● Input records:
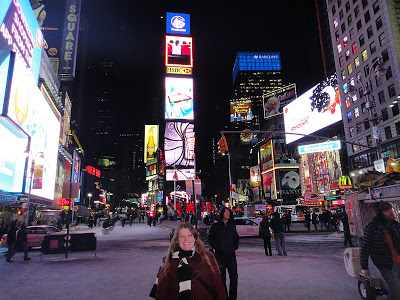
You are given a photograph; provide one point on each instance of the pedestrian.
(279, 233)
(346, 229)
(265, 233)
(188, 271)
(314, 220)
(224, 239)
(11, 241)
(287, 220)
(381, 242)
(307, 218)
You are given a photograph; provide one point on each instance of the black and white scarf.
(184, 274)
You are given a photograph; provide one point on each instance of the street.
(127, 261)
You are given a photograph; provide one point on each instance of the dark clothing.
(374, 244)
(225, 241)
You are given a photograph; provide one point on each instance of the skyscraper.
(365, 37)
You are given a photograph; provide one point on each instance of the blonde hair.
(198, 246)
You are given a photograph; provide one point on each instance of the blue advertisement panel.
(29, 110)
(20, 33)
(179, 144)
(178, 23)
(179, 98)
(69, 43)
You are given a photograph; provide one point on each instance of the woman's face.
(186, 239)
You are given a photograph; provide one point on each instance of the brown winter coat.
(168, 287)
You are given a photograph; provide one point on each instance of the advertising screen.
(178, 51)
(178, 23)
(150, 142)
(12, 160)
(179, 98)
(181, 175)
(31, 112)
(179, 144)
(316, 109)
(275, 101)
(20, 33)
(241, 111)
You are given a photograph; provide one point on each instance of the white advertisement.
(318, 108)
(30, 110)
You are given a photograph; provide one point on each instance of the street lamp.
(380, 70)
(40, 160)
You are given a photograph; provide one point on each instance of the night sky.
(132, 33)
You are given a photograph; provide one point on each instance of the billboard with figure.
(179, 143)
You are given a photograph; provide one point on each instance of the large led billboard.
(256, 61)
(179, 98)
(318, 108)
(275, 101)
(178, 23)
(241, 111)
(150, 142)
(20, 33)
(178, 51)
(30, 111)
(179, 144)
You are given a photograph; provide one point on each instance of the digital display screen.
(178, 23)
(178, 51)
(317, 108)
(179, 144)
(179, 98)
(31, 112)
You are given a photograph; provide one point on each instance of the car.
(246, 227)
(35, 235)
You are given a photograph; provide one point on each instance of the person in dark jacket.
(279, 233)
(11, 241)
(381, 242)
(224, 239)
(265, 226)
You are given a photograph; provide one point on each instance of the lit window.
(339, 48)
(349, 68)
(364, 55)
(354, 47)
(357, 62)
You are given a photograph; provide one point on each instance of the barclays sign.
(178, 23)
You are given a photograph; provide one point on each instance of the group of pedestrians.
(17, 239)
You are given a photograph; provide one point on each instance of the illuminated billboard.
(20, 32)
(241, 111)
(179, 98)
(178, 51)
(30, 111)
(275, 101)
(150, 142)
(181, 174)
(178, 23)
(318, 108)
(179, 144)
(256, 61)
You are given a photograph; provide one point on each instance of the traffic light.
(222, 145)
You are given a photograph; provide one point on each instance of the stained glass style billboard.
(178, 51)
(179, 144)
(179, 98)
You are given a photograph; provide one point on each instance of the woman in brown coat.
(188, 271)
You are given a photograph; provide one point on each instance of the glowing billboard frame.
(179, 98)
(317, 108)
(178, 51)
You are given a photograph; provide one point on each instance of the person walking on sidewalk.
(279, 233)
(224, 239)
(381, 242)
(265, 233)
(188, 271)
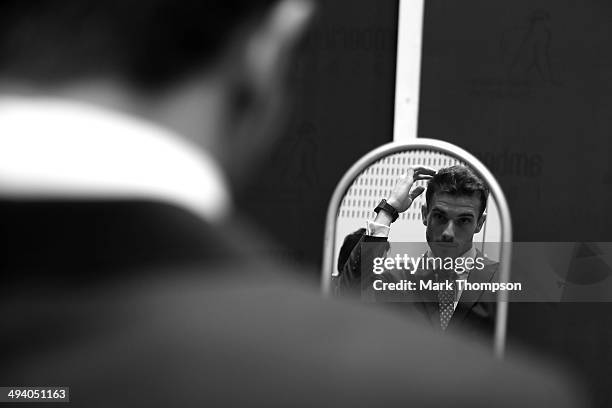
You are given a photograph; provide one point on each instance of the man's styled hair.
(458, 181)
(146, 43)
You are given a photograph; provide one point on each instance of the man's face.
(451, 223)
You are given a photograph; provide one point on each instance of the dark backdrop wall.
(527, 86)
(344, 86)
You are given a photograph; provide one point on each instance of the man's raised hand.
(402, 197)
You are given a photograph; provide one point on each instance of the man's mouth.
(446, 244)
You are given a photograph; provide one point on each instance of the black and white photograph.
(306, 203)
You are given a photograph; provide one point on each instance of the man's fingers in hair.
(416, 192)
(424, 170)
(422, 177)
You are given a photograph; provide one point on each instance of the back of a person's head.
(145, 43)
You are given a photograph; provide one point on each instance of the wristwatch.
(388, 208)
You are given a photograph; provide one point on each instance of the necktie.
(446, 301)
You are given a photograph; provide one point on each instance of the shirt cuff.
(375, 229)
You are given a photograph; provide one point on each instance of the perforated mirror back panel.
(377, 181)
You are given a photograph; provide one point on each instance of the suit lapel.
(470, 297)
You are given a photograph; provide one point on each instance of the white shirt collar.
(469, 254)
(52, 148)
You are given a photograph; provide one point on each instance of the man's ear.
(424, 214)
(480, 223)
(257, 73)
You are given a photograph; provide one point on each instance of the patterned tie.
(446, 301)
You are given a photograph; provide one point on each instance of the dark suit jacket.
(475, 311)
(144, 304)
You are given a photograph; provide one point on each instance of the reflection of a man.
(454, 211)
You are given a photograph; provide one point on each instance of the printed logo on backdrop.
(526, 61)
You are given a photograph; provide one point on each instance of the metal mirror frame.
(460, 154)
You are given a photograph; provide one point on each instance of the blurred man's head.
(454, 211)
(212, 70)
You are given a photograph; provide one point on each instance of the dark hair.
(146, 43)
(458, 180)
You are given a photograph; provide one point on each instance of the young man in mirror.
(454, 211)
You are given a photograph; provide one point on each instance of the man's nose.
(448, 235)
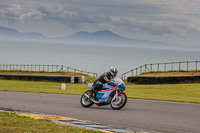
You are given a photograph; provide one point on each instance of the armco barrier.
(164, 80)
(54, 78)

● Exercise task:
Rewrite all of the data above with "photograph" swapped for "image" and everything else unchanged, leaving out the pictures.

● Result for this exercise:
You are given a image; provide one point on each instance of the pedestrian.
(279, 233)
(346, 229)
(265, 233)
(188, 271)
(314, 220)
(224, 239)
(11, 241)
(287, 220)
(381, 242)
(307, 218)
You are given a image; provide one point on each instance of the black and white scarf.
(184, 274)
You are given a image; provide one point on each instance of the street.
(127, 261)
You are given a image; provide one point on each instance of the dark clothing.
(374, 244)
(225, 241)
You are given a image; provide one point on each instance of the skyscraper.
(365, 37)
You are given a image; provide one point on each instance of the blonde hair.
(198, 246)
You are given a image; provide one point on each instance of the blue advertisement panel.
(29, 110)
(20, 33)
(179, 144)
(178, 23)
(179, 98)
(69, 43)
You are given a image; provide one point on each instance of the woman's face.
(186, 239)
You are given a image; provide one point on each instance of the brown winter coat.
(168, 287)
You are given a image; provide one point on each instance of the advertising screen.
(178, 51)
(178, 23)
(150, 142)
(12, 160)
(179, 98)
(181, 175)
(31, 112)
(179, 144)
(316, 109)
(275, 101)
(20, 33)
(241, 111)
You are given a image; provide one point on each instance of the white advertisement.
(318, 108)
(30, 110)
You are given a image; provide one point on each instance of the street lamp.
(380, 70)
(40, 160)
You are given a image; provide one point on each instance of the night sky.
(132, 33)
You are given a image; provide one point on each instance of the billboard with figure.
(179, 143)
You are given a image; provide one point on each instance of the large led billboard.
(256, 61)
(179, 98)
(318, 108)
(275, 101)
(178, 23)
(241, 111)
(150, 142)
(20, 33)
(178, 51)
(30, 111)
(179, 144)
You are given a image; provide one point on each instance of the digital display screen.
(178, 23)
(178, 51)
(317, 108)
(179, 144)
(179, 98)
(31, 112)
You are given a image; provide one point on each instance of the car.
(246, 227)
(35, 235)
You are given a image; provide one point on each instance of the person in dark jacket.
(279, 233)
(11, 241)
(381, 242)
(224, 239)
(265, 226)
You are given a image; provide one point on each instance of the lit window.
(339, 48)
(349, 68)
(364, 55)
(354, 47)
(357, 62)
You are given a image; provide one point on each instance of the barclays sign.
(178, 23)
You are given a image; provide one point on each instance of the group of pedestrians.
(17, 239)
You are given a image; provide one point on each instance of the illuminated billboard.
(20, 32)
(241, 111)
(179, 98)
(178, 51)
(30, 111)
(275, 101)
(150, 142)
(181, 174)
(178, 23)
(318, 108)
(179, 144)
(256, 61)
You are given a image; provide one point on each instance of the traffic light.
(222, 145)
You are given a image; provide one point on each instance of the stained glass style billboard.
(178, 51)
(179, 144)
(179, 98)
You are given a image; provide one point on each instance of the woman in brown coat.
(188, 271)
You are given a image; provide one point on each instance of the glowing billboard frame.
(179, 98)
(317, 108)
(178, 51)
You are given a image; provide one point on each instance of the person walking on sidewalk.
(279, 233)
(224, 239)
(381, 242)
(265, 233)
(188, 271)
You are given a image; provide one point on each instance of the man's styled hair.
(458, 181)
(146, 43)
You are given a image; provide one point on each instance of the man's face.
(451, 223)
You are given a image; provide one point on each instance of the dark backdrop wall.
(527, 86)
(344, 86)
You are given a image; provide one point on each instance of the man's raised hand.
(402, 197)
You are given a image; provide one point on each instance of the man's mouth.
(446, 244)
You are given a image; provide one point on each instance of the black and white image.
(306, 203)
You are given a image; provide one point on each instance of the man's fingers in hair.
(416, 192)
(424, 170)
(422, 177)
You are given a image; provide one point on each instance of the back of a person's head.
(145, 43)
You are given a image; provide one point on each instance of the wristwatch.
(388, 208)
You are given a image; provide one point on each instance of the necktie.
(446, 301)
You are given a image; provide one point on each instance of the shirt cuff.
(375, 229)
You are given a image; provide one point on each instance of the perforated mirror back panel.
(377, 181)
You are given a image; provide one point on each instance of the suit lapel.
(470, 297)
You are given a image; provide one point on each instance of the white shirt collar.
(469, 254)
(52, 148)
You are given a image; provide one point on each instance of the man's ear.
(424, 214)
(480, 223)
(257, 73)
You are given a image; provide one point on each instance of the patterned tie.
(446, 301)
You are given a image; provide one point on each instance of the dark suit jacket.
(475, 311)
(144, 304)
You are given a image; provide one point on each instance of the reflection of a man.
(454, 211)
You are given a image; provide one point on each instance of the printed logo on backdrop.
(526, 61)
You are given a image; provide one point on each instance of the metal mirror frame.
(460, 154)
You are given a image; provide one point on each instance of the blurred man's head.
(454, 211)
(212, 70)
You are given a image; provide one point on each instance of the dark hair.
(146, 43)
(458, 180)
You are given a image; provide one point on each instance of the young man in mirror.
(454, 211)
You are given a image; provide one point on each instance of the man's nose.
(448, 235)
You are given a image; provide one point on each instance of the armco barrier.
(164, 80)
(54, 78)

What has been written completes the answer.